◆ Supplied records:
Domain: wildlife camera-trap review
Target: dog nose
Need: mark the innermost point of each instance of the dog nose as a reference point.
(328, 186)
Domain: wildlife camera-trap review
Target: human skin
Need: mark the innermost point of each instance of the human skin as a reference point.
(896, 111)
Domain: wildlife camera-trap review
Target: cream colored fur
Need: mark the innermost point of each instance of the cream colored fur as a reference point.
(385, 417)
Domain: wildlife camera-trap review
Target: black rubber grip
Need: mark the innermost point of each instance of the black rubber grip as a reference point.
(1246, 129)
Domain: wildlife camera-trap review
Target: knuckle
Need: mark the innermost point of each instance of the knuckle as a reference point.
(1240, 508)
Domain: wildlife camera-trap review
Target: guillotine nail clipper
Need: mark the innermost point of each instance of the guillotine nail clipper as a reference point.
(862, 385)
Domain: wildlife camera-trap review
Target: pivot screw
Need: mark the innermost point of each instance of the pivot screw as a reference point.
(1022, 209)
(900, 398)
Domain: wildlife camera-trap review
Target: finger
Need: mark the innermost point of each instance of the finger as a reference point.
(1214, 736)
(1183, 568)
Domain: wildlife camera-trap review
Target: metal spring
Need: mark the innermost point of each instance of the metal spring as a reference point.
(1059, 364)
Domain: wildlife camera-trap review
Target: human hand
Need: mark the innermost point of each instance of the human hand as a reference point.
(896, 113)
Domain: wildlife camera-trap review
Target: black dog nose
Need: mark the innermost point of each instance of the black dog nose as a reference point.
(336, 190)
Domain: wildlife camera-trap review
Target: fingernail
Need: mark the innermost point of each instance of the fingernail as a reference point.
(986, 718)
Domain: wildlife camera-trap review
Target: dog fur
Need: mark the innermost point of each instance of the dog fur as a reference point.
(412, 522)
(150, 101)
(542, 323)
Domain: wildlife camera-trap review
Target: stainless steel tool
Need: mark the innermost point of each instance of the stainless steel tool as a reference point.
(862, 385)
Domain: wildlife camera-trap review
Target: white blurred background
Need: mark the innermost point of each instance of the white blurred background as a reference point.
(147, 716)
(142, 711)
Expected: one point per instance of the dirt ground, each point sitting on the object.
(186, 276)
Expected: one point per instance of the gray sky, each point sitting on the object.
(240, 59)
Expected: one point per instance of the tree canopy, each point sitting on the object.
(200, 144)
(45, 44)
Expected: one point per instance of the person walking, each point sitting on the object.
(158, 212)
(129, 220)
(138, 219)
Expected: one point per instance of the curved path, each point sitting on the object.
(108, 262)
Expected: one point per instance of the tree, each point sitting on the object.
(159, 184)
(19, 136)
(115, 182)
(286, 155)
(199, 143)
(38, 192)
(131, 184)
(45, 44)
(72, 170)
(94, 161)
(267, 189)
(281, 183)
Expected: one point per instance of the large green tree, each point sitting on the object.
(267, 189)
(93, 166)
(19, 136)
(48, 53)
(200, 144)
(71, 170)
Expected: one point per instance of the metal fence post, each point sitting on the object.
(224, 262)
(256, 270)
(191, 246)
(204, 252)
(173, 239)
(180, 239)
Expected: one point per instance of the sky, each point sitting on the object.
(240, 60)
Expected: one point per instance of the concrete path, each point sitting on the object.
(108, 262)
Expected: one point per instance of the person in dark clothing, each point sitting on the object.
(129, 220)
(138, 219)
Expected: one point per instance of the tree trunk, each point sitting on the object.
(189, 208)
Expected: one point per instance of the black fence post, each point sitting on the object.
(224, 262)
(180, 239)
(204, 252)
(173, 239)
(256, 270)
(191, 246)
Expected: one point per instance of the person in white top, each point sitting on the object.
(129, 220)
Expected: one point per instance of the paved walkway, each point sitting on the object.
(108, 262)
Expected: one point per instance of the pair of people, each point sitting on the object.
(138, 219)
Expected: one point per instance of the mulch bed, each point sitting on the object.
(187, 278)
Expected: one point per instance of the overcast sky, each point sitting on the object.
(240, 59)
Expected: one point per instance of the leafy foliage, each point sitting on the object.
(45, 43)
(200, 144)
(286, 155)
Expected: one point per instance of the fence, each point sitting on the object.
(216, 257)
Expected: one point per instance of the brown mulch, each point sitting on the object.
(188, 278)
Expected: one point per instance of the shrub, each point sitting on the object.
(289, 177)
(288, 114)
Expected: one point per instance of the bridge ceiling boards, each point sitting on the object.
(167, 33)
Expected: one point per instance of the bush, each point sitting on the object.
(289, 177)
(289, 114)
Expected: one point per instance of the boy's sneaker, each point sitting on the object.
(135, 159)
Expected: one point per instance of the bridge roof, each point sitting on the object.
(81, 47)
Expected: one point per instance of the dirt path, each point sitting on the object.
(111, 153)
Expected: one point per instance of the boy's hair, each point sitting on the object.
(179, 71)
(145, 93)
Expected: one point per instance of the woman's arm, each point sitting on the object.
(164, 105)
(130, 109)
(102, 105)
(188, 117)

◆ What you need to do: Resize the listing from the line with "Expected: one point per instance of the dirt path, each" through the end of the listing, copying every line, requests included. Multiply each coordinate in the points by 1.5 and round to whole numbers, rounding halves up.

◆ The response:
Expected: one point per instance of the dirt path, each point sitting on the object.
(167, 230)
Expected: one point per instance of the boy's hair, each point sitting on the object.
(269, 107)
(218, 140)
Expected: one point per instance of the woman's arm, each point sitting on the object.
(246, 158)
(195, 164)
(153, 158)
(282, 176)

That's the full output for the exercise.